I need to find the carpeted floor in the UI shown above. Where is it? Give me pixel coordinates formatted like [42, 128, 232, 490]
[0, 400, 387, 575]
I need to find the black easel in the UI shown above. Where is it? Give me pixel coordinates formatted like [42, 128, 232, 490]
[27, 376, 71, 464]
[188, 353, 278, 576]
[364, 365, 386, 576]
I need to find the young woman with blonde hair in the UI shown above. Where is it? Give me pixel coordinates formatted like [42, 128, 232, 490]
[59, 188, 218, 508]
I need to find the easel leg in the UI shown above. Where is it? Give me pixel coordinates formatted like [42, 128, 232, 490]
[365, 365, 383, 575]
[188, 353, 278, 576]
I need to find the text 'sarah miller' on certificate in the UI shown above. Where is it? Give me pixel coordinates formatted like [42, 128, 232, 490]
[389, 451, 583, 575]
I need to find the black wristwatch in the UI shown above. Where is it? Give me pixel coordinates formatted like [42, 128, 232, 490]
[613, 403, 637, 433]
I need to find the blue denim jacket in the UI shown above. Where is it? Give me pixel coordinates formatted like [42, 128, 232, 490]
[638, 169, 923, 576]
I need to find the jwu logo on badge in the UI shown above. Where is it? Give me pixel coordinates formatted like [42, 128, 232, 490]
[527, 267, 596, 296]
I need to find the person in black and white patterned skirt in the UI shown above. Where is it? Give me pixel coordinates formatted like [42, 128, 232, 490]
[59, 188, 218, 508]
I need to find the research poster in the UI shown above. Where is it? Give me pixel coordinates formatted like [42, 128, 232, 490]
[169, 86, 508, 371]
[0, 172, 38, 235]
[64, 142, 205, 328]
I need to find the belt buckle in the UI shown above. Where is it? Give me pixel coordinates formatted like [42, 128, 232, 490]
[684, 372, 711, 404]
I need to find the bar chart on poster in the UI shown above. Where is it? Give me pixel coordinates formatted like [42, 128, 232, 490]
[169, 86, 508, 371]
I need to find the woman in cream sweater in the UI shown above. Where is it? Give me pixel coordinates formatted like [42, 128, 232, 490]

■ **What the task asks**: Your answer must be the lines from the one holding "I need to find the black wristwatch" to the end of the listing above, exactly as written and nothing else.

■ **Task answer**:
I need to find the black wristwatch in the UI shown above. Where is it? Give me pixel coordinates formatted like [42, 128, 232, 490]
[613, 403, 637, 433]
I need to find the blue denim jacket in the UI shown above. Where is it? Give me pixel coordinates formatted like [42, 128, 232, 490]
[638, 169, 923, 576]
I need to find the jwu logo on badge in the UI shown above. Where is it? Give me pixel coordinates formatted like [42, 128, 232, 490]
[527, 267, 596, 296]
I need to find the person in black and white patterned skirt in the UI shown above. Where is it? Give me pixel coordinates formatted like [42, 128, 232, 490]
[59, 188, 218, 508]
I need to find the research poster in the UI shown above. Where is it? Give me pixel coordinates formatted like [42, 128, 232, 490]
[169, 86, 508, 371]
[0, 172, 38, 235]
[64, 142, 205, 328]
I need to find the belt buckle in the UI shown above. Where is it? Give me pixel coordinates formatted like [42, 128, 232, 490]
[684, 372, 711, 404]
I need to find the bar chart on poster in the UI shown above. Where is it? Give me pixel coordinates formatted like [42, 128, 232, 490]
[169, 86, 508, 371]
I need to find the woman in cream sweater in the UI shown above. Where is it? Give me pixel coordinates formatted like [42, 128, 232, 490]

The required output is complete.